[Görev 1]
Alıntı metindeki "Kurtulmak için mutlaka bu dine sarılmam gerekir." cümlesini İngilizceye çevir.

[Alıntı Metin]
————

BİR Müslüman için aşağıda, çok açık ve seçik bir ifade ve üslupla
sayacağım konulardan, maddelerden, sorulardan daha önemlisi yoktur.
Bu maddelerin yanında hiçbir siyasî dedikodunun, çekişme ve
tepişmenin, polemiğin, tencere dibin kara kavgasının, boş magazin
haberinin, ıvır zıvır hadiselerin, gelip geçici dertlerin, dünya
çalkantılarının, eğlencelerin, oyunların kıymeti yoktur.
Maddeleri konuları arz ediyorum:
1. Niçin varım, niçin dünyada bulunuyorum, öldükten sonra ne
olacağım, hesap kitap… Nasıl yaşamalıyım… Neler yapmalıyım, neler
yapmamalıyım… Beni yaratan Allaha karşı vazifelerim nelerdir?
2. Allah tarafından gönderilen İslam dini nasıl bir dindir?
Kurtulmak için mutlaka bu dine sarılmam gerekir. İslamı doğru
olarak nasıl öğrenebilirim?
3. Allah’ın gönderdiği Kur’an nasıl bir kitaptır, bu kitapta bana
ne gibi mesajlar verilmektedir? Kur’anı nasıl kendime rehber ve
düstur edinebilirim?

————

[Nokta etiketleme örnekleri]
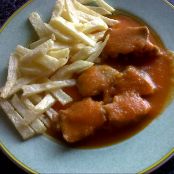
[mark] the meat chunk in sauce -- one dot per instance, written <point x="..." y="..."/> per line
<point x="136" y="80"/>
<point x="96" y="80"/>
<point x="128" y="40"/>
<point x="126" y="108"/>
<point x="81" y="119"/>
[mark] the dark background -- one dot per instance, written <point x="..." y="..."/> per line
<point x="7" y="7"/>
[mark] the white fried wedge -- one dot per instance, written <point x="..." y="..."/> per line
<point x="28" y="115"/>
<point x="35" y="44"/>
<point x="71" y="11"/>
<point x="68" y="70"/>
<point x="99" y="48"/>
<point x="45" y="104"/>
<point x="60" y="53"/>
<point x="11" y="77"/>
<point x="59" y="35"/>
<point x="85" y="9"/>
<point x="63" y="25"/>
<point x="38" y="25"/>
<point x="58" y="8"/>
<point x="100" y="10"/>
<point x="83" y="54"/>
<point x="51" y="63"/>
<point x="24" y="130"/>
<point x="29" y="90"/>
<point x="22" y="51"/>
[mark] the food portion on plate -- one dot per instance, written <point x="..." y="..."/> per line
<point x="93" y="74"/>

————

[Görev 2]
Kayıtlarda "[mark] the white" ifadesini içeren satırdan kayıtların sonuna kadar, iki uç da dahil, uzanan kayıtları iki sütunlu bir CSV olarak yeniden yaz. Sütun adları "istek" ve "yanıt" olsun; her istek için bir satır oluştur, metnini ve cevabını tırnak içinde ayrı birer alana koy ve satır sonlarını boşluğa çevir.

[Doğru Cevap 1]
To be saved, I must hold fast to this religion.

[Doğru Cevap 2]
istek,yanıt
"[mark] the white fried wedge -- one dot per instance, written <point x=""..."" y=""...""/> per line","<point x=""28"" y=""115""/> <point x=""35"" y=""44""/> <point x=""71"" y=""11""/> <point x=""68"" y=""70""/> <point x=""99"" y=""48""/> <point x=""45"" y=""104""/> <point x=""60"" y=""53""/> <point x=""11"" y=""77""/> <point x=""59"" y=""35""/> <point x=""85"" y=""9""/> <point x=""63"" y=""25""/> <point x=""38"" y=""25""/> <point x=""58"" y=""8""/> <point x=""100"" y=""10""/> <point x=""83"" y=""54""/> <point x=""51"" y=""63""/> <point x=""24"" y=""130""/> <point x=""29"" y=""90""/> <point x=""22"" y=""51""/>"
"[mark] the food portion on plate -- one dot per instance, written <point x=""..."" y=""...""/> per line","<point x=""93"" y=""74""/>"